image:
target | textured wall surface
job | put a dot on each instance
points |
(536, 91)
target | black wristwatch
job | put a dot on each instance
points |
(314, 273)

■ ■ ■ ■ ■

■ Task to complete ■
Copy all of the data above line for line, changing nothing.

■ Output of the exercise ■
image:
target | textured wall surface
job | put a dot on each instance
points |
(536, 91)
target | black wristwatch
job | put a dot on each instance
points |
(314, 273)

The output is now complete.